**Complete the following:**
**1.** In the holiday shopping press release, what share of the top 100 US retailers now have bolt-on marketplaces?
**2.** Retype the portion of the holiday shopping press release that opens with the words containing "Within e-commerce, sales" and closes with "during the pandemic.".
**3.** Extend the holiday shopping press release onward from its last sentence.

**Provided passage:**
------------------------------------------------------------------------
BOSTON—November 15, 2021—New research from Bain & Company shows that US consumers are increasingly taking their holiday shopping online, projecting that non-store sales will grow by 9% over last year while storefronts will see a 6% growth. Although store-based sales have outgrown online sales for the past two quarters, e-commerce growth is primed for a holiday comeback. According to a survey by Bain and ROI Rocket, 77% of US consumers plan to do at least some of their holiday shopping online and 23% plan to shop online exclusively—with most consumers planning to do at least some of their shopping on Amazon.
Within e-commerce, sales are increasingly shifting toward online marketplaces—platforms where third parties can list and sell their products. This holiday season, 71% of consumers who recently shopped at marketplaces intend to do so again, and most plan to shop for both themselves and others, according to Bain’s research. Third-party marketplaces have heavily contributed to recent e-commerce growth, outpacing first-party online sales over the past several years and rising in popularity during the pandemic.
In addition to the well-known marketplace players, traditional retailers are also increasingly using marketplaces to complement their existing e-commerce offerings. More than 20% of the top 100 US retailers now have bolt-on marketplaces—more than double the amount in 2016. Given their clear upside potential, with lower technological barriers to entry for retailers and one-stop convenience for consumers, marketplaces will likely continue to see accelerated growth, especially amid product shortages this holiday season.
------------------------------------------------------------------------
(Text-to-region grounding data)
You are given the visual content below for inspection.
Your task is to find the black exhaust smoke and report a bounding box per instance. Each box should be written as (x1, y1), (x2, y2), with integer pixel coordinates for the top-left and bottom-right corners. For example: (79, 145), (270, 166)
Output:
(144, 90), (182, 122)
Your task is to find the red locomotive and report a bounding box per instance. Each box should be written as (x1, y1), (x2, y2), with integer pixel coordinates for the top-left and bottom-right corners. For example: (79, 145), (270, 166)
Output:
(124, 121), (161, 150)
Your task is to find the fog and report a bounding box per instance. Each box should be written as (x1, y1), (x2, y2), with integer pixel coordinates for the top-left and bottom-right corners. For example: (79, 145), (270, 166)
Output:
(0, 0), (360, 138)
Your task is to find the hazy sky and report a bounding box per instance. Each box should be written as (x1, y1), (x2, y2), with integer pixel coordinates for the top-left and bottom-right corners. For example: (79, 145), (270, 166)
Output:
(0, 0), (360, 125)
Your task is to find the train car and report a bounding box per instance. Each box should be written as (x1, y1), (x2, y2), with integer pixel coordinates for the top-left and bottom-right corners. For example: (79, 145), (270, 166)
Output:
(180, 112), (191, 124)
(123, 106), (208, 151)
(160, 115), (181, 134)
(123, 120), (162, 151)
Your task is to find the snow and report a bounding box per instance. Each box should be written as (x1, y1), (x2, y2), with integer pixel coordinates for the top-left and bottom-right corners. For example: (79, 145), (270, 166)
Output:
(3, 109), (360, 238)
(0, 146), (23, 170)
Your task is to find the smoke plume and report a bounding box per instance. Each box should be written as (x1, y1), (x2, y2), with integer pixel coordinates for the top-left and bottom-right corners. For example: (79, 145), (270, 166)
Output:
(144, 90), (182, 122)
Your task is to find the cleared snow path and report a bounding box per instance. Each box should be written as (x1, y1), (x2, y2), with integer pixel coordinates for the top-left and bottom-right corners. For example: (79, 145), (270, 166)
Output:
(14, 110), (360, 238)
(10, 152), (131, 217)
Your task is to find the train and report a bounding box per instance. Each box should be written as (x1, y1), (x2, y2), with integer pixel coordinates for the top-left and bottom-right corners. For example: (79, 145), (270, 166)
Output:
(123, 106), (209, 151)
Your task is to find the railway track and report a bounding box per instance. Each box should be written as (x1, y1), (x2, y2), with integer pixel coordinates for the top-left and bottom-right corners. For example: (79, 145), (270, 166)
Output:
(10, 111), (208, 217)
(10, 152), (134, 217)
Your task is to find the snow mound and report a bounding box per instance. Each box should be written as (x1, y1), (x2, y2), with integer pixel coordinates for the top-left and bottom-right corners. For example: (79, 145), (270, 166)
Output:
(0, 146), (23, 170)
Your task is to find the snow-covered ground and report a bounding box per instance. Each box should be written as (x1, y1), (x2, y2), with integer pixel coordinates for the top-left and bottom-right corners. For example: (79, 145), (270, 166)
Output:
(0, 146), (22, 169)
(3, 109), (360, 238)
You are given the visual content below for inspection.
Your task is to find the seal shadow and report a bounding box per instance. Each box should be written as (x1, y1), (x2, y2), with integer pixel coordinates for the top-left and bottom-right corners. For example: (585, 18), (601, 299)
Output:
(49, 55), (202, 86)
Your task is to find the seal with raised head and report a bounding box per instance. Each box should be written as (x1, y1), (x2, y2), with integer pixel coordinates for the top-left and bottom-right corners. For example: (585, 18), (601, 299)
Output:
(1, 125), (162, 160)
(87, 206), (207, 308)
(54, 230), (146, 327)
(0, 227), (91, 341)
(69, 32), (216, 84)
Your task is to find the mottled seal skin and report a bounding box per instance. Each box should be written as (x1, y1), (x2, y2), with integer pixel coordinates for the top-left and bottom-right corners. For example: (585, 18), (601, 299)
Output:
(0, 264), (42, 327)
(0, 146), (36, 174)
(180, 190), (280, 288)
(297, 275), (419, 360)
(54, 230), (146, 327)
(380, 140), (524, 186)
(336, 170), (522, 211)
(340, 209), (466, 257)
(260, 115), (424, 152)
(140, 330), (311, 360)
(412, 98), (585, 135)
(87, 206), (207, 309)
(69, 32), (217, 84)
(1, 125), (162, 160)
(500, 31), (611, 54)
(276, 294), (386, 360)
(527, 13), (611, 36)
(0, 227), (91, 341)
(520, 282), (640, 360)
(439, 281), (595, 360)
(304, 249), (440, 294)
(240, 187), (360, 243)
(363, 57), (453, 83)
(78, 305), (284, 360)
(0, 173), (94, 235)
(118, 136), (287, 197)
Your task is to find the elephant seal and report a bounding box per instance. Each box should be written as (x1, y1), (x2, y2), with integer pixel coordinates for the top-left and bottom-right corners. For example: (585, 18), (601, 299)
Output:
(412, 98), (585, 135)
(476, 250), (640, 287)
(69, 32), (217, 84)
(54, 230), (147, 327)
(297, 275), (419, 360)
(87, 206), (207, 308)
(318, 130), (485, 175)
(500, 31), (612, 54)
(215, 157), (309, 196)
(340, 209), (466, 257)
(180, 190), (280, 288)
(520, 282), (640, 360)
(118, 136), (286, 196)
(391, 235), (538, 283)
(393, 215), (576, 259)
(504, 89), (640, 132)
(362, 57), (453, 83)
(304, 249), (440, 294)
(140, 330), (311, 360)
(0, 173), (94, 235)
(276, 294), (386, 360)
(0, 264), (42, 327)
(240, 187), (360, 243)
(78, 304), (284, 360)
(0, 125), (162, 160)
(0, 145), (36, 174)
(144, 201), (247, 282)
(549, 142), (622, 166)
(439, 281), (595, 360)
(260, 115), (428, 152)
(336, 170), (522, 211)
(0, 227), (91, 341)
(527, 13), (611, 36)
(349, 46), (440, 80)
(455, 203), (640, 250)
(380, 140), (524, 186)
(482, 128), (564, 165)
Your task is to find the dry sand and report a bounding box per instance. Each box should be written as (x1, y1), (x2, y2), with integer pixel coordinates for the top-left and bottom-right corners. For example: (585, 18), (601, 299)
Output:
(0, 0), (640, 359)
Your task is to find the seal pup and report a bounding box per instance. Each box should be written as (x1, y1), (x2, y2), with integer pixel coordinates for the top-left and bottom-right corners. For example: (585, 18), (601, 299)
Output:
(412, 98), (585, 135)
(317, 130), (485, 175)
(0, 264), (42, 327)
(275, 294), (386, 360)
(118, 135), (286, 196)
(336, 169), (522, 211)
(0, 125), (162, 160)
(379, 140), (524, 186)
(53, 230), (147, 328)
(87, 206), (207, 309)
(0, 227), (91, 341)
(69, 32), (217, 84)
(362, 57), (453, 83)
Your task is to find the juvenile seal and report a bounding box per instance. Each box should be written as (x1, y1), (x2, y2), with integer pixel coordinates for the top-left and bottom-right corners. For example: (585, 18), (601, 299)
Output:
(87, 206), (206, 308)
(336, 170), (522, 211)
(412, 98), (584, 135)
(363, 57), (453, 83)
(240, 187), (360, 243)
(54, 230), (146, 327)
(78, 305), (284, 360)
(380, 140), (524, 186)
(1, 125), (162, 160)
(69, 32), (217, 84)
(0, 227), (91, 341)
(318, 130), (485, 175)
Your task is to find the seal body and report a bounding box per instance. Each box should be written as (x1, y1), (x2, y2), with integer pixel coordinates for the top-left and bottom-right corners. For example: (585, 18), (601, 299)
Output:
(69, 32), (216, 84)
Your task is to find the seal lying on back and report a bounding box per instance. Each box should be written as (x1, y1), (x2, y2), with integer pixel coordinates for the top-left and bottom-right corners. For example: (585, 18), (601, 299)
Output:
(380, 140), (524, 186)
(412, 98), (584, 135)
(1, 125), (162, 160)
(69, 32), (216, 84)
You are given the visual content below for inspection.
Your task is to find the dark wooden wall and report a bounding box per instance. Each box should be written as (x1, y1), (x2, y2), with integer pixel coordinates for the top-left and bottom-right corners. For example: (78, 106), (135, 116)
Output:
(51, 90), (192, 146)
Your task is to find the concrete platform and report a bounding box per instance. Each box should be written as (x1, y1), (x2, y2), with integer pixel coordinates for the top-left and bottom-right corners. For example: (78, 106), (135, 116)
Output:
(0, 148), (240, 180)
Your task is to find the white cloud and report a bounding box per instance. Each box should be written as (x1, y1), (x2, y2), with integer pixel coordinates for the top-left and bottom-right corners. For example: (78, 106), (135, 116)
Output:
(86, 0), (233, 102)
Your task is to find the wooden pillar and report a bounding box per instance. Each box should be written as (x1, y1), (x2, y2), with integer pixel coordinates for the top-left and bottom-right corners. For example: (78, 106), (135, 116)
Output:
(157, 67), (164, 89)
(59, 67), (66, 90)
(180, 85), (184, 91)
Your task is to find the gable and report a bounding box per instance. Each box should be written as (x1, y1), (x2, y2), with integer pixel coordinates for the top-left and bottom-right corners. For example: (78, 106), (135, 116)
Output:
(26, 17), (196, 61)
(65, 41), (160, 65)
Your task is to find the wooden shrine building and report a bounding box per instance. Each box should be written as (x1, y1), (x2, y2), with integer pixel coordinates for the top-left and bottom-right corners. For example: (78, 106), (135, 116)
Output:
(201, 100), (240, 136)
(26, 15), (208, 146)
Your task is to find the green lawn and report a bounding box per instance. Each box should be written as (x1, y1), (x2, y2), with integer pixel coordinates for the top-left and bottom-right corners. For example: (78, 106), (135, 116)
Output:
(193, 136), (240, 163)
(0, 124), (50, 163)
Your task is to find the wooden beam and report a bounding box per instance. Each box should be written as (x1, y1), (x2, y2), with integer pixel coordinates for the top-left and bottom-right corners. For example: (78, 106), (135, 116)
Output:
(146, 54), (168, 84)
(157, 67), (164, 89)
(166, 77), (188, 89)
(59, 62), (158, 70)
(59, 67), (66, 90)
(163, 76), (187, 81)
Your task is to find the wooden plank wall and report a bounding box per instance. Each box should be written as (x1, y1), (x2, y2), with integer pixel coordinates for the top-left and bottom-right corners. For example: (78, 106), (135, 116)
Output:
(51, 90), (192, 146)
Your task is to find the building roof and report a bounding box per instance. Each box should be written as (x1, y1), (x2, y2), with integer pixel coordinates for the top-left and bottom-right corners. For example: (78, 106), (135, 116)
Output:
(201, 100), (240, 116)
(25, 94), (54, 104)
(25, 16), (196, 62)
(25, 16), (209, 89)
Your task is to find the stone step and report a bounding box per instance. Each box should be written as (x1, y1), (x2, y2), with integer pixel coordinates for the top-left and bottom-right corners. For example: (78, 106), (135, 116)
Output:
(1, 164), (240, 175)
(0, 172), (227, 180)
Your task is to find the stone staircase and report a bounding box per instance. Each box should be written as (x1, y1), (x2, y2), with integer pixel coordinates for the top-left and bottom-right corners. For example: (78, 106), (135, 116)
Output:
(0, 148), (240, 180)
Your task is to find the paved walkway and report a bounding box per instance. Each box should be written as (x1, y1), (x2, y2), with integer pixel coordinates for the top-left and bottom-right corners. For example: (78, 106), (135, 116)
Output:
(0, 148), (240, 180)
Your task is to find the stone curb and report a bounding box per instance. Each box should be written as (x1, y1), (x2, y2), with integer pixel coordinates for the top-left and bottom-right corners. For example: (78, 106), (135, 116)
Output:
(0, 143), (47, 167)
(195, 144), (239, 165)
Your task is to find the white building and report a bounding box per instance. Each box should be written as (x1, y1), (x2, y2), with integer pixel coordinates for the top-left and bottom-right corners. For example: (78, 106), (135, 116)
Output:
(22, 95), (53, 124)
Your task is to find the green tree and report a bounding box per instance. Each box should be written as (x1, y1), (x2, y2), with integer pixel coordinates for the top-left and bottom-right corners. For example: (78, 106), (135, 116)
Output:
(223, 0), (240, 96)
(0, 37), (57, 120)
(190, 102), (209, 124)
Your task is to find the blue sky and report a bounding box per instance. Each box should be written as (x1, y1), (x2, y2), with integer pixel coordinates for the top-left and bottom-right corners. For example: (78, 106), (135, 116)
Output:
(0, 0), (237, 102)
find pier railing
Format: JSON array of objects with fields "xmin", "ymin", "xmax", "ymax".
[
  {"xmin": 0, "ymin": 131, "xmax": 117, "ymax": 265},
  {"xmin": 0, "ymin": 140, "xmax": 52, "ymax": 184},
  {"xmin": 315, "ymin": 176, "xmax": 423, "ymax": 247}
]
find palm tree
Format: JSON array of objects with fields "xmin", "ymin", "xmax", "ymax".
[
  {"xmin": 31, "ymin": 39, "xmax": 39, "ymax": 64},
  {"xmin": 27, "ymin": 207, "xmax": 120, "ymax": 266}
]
------------------------------------------------------------------------
**Answers below:**
**1.** More than 20%.

**2.**
Within e-commerce, sales are increasingly shifting toward online marketplaces—platforms where third parties can list and sell their products. This holiday season, 71% of consumers who recently shopped at marketplaces intend to do so again, and most plan to shop for both themselves and others, according to Bain’s research. Third-party marketplaces have heavily contributed to recent e-commerce growth, outpacing first-party online sales over the past several years and rising in popularity during the pandemic.

**3.**
Amazon: A multi-category marketplace that thrives on holidays
Bain & Company expects Amazon, the exemplar of scale multi-category marketplaces in the US, to capture up to 45% of US e-commerce spending in the second half of 2021. According to Bain’s survey, a staggering 89% of US online shoppers plan to buy from Amazon this season, and most expect to spend more than, or at least the same as, last year—citing their confidence in Amazon to provide the items they are looking for, delivered in time for the holidays.
Understanding that delivery times majorly impact customer loyalty, Amazon has heavily invested in its delivery service operations. As of this year, Amazon’s facilities are located within a 60-minute drive of about 77% of the US population—up from 71% in 2020 and inching closer to Walmart’s 99%. The internet titan is expected to use its own fleet to deliver three out of four packages in 2021, saving Amazon up to 50% per package compared with retailers using traditional carriers.
Category specialists have an opportunity to shine this holiday
Although it remains a formidable competitor, Amazon is not invincible. Since 2017, Amazon’s Net Promoter Score℠, which measures customer loyalty, has decreased in seven out of nine core retail categories—spanning from consumer electronics to beauty—with category specialists, such as Sephora, claiming the top spots.
Category-specific marketplaces have been outgrowing their respective categories and are poised for a strong holiday season. By offering unique assortment and more personalized shopping experiences that favor product discovery, they are able to gain an edge over Amazon with shoppers seeking inspiration for the perfect holiday gift. This holds particularly true for young shoppers—Bain’s survey found that 28% of Gen Z online shoppers have made a purchase from specialist marketplaces in the past three months.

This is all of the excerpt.